◆ Provided records ◆
— Begin —

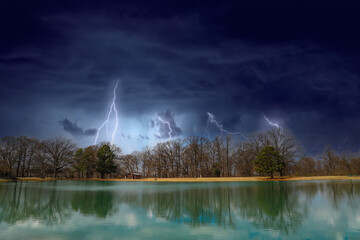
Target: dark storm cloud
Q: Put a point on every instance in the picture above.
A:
(76, 131)
(167, 127)
(290, 60)
(143, 137)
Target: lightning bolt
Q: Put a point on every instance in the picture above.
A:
(105, 123)
(165, 122)
(271, 123)
(211, 119)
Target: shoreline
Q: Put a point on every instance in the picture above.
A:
(205, 179)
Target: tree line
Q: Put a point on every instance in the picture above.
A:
(265, 153)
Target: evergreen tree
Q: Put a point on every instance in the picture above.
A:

— End —

◆ The task ◆
Restate the whole listing above exactly, please, omitting every image.

◆ Answer to the problem ◆
Target: dark storm cloud
Q: Put a point on every instance in the picture above.
A:
(76, 131)
(167, 127)
(290, 60)
(143, 137)
Target: lightning bolt
Q: Put a point on every instance in the picture above.
A:
(105, 123)
(165, 122)
(271, 123)
(211, 119)
Target: shoreline
Q: Put a point on every instance in the picture above.
A:
(205, 179)
Target: tree line
Q: Put a point on every instance in the picture above.
A:
(265, 153)
Target: evergreen tree
Q: Put a point on every instance in the picture above.
A:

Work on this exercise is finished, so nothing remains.